[[ TEXT BLOCK open ]]

Crush injuries typically occur from an acute traumatic compression of the nerve from a blunt object, such as a bat, surgical clamp or other crushing object that does not result in a complete transection of the nerve. In contrast, transection injuries, also known as neurotmesis or grade V nerve injuries, have a complete discontinuation of the nerve, commonly due to a laceration from a knife, gunshot, glass shard, etc34. Ballistic injuries are a special case that tends to combine both transection and crush of the nerve from the shockwave that moves through the tissue after the passage of the bullet. This has both a tearing and compressing effect on the nerve even without the actual passage of the projectile through the nerve itself.
Mechanism of recovery
When an end-organ becomes denervated, reinnervation can occur in two ways: through collateral branching of intact axons or by regeneration of the injured axon35. In injuries where 20-30% of the axons are damaged, collateral branching is the primary mechanism of recovery. This begins in the first 4 days following injury and will continue for about 3-6 months, until recovery occurs. As may be expected, an increase in motor unit size is observed and the remaining innervated muscle hypertrophies in an attempt to compensate the initial denervation of other sections of the muscle. Over time, however, the muscle eventually atrophies as fibers without innervation shrink and outpace the ability of remaining muscle fibers to expand34. There are more axonal branches that sprout than the actual number of nerves that end up eventually innervating a target-organ36. Those branches that do not receive neurotrophic factors from the target-end organ undergo a pruning process and are destined to degenerate37,38.
In injuries affecting greater than 90% of the axon population within a nerve, axonal regeneration is the primary means for recovery39. To achieve full recovery, the nerve must undergo three main processes: Wallerian degeneration (the clearing process of the distal stump), axonal regeneration, and end-organ reinnervation. Failure of any of these processes can contribute to the poor functional outcome commonly observed in patients with peripheral nerve injuries.

[[ TEXT BLOCK closed ]]
[[ INFORMATION GIVEN open ]]

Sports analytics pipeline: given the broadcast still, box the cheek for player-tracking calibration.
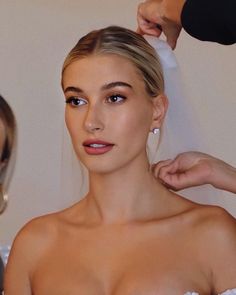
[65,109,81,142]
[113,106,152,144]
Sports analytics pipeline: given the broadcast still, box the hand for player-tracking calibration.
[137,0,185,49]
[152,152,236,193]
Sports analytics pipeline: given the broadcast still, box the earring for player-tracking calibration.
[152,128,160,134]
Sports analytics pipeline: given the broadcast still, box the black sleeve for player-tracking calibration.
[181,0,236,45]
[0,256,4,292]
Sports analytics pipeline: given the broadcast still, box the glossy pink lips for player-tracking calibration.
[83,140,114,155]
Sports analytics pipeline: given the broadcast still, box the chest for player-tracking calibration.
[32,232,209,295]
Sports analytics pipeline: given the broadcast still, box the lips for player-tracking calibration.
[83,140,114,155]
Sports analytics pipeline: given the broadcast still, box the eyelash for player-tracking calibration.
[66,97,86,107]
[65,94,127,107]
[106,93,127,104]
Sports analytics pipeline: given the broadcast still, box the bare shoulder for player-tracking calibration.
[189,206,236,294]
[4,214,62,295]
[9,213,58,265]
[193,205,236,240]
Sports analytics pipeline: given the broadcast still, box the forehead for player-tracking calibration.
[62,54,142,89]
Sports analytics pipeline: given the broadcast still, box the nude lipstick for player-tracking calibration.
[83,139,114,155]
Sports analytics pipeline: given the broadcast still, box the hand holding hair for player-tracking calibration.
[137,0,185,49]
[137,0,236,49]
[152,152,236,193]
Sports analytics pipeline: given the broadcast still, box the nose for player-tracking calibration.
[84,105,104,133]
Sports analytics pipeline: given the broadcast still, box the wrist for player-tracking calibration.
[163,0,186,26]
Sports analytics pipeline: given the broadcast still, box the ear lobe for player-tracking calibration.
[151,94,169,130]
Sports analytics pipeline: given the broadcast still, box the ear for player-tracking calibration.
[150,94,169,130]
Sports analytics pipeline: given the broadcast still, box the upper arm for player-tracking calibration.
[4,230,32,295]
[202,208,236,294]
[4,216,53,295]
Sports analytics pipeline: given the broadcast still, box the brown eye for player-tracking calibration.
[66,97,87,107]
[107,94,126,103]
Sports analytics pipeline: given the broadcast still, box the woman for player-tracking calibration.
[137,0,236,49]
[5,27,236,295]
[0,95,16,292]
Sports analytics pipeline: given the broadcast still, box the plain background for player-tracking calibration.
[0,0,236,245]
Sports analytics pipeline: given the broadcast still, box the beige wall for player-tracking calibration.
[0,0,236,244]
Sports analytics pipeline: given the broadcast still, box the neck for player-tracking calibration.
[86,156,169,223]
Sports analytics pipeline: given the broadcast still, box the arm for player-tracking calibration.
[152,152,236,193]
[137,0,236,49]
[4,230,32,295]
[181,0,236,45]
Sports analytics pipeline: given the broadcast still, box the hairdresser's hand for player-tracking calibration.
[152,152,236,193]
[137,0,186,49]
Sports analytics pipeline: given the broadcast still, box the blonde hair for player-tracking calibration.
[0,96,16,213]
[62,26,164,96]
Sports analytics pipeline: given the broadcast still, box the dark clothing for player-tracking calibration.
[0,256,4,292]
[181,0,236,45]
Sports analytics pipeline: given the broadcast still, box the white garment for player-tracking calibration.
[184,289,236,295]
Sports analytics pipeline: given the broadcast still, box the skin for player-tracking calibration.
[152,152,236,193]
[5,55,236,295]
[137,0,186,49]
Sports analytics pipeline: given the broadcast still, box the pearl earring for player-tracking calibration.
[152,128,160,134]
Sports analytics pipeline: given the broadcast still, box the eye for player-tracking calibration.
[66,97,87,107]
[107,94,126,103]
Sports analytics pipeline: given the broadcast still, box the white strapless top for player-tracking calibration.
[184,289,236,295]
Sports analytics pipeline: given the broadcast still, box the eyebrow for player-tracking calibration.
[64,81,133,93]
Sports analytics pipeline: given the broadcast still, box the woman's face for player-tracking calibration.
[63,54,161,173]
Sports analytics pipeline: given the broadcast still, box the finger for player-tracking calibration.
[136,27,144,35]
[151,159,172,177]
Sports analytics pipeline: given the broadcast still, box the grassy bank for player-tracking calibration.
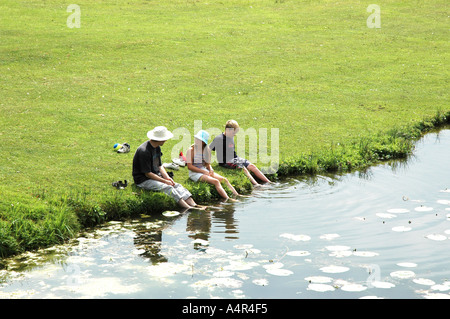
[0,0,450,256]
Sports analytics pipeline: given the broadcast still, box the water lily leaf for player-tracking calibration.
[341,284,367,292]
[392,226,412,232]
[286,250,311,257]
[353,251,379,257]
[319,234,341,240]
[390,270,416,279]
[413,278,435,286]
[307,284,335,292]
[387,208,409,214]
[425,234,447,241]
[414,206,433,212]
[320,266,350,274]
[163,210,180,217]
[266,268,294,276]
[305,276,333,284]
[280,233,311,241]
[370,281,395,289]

[[ INFORMATION GIVEN closed ]]
[[ INFORMATION GIVEN open ]]

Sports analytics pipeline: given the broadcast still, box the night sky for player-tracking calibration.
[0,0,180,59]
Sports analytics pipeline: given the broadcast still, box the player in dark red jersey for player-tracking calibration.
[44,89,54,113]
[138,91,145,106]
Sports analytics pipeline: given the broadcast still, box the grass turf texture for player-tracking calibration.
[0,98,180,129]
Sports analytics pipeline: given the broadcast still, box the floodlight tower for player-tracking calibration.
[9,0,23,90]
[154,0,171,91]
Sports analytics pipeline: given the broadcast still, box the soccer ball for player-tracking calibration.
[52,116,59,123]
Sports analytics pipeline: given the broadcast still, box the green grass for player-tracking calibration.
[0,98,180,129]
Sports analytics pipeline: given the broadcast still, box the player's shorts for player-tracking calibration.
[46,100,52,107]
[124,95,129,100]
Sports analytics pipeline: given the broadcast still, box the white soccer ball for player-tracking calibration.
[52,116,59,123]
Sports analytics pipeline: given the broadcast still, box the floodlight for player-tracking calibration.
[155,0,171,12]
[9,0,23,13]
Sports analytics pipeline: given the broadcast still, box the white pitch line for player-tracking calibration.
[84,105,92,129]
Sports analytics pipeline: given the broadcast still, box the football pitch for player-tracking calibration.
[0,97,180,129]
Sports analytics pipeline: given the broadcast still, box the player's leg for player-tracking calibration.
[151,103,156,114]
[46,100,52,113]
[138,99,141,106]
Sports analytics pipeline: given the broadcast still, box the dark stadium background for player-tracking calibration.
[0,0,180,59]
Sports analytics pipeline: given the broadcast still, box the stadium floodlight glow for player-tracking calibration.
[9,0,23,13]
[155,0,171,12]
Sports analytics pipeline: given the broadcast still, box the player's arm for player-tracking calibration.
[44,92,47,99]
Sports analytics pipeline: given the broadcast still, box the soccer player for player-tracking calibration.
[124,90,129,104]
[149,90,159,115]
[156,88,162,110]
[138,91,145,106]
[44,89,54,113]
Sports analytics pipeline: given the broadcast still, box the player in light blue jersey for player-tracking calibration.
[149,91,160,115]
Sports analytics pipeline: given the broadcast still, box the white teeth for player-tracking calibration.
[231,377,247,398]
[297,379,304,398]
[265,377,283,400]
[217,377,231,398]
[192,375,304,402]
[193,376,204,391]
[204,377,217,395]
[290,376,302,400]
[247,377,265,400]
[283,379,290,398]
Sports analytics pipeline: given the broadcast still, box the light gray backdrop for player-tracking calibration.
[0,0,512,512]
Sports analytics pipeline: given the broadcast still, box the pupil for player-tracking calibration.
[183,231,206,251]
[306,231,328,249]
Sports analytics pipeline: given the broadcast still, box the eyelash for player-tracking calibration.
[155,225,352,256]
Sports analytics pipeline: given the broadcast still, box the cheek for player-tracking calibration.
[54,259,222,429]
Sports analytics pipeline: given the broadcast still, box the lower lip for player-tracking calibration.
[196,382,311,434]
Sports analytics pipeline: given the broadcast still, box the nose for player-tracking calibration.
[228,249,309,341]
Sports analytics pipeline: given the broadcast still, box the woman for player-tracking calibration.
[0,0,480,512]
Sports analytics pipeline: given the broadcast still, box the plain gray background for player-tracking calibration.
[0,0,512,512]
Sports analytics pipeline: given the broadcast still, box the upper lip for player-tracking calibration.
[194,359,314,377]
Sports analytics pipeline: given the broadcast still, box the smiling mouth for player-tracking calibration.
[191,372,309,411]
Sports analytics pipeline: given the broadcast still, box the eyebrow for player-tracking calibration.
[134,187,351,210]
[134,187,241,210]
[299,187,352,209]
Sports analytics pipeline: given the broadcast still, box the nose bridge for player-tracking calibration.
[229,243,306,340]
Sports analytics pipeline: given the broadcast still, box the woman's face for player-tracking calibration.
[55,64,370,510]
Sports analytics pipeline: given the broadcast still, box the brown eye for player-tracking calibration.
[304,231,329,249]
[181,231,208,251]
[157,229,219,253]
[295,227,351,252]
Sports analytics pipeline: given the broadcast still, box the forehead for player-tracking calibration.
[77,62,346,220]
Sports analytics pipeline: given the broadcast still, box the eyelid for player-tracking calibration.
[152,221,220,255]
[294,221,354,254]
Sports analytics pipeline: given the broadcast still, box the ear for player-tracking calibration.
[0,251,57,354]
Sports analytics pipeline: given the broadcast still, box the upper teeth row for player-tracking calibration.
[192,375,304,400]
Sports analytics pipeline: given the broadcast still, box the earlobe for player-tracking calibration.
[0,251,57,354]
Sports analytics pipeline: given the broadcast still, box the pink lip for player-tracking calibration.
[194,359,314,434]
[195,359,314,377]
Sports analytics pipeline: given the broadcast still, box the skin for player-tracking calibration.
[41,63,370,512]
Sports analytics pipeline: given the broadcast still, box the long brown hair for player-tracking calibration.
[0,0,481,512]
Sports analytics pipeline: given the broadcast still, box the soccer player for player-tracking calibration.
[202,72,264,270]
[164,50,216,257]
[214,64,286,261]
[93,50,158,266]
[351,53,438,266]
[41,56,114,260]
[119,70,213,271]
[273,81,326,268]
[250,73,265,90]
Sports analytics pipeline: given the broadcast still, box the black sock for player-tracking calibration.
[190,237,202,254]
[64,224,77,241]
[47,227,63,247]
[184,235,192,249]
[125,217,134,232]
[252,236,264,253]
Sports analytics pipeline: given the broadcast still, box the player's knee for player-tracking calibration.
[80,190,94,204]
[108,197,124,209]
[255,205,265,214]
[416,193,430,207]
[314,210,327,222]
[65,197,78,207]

[[ INFORMATION GIVEN closed ]]

Edit the passage on nerve injury and recovery: write out everything from "In injuries affecting" down to "peripheral nerve injuries.", putting "target-organ reinnervation" in place of "end-organ reinnervation". You won't need the material to complete this exercise.

RESULT FOR THIS EXERCISE:
In injuries affecting greater than 90% of the axon population within a nerve, axonal regeneration is the primary means for recovery39. To achieve full recovery, the nerve must undergo three main processes: Wallerian degeneration (the clearing process of the distal stump), axonal regeneration, and target-organ reinnervation. Failure of any of these processes can contribute to the poor functional outcome commonly observed in patients with peripheral nerve injuries.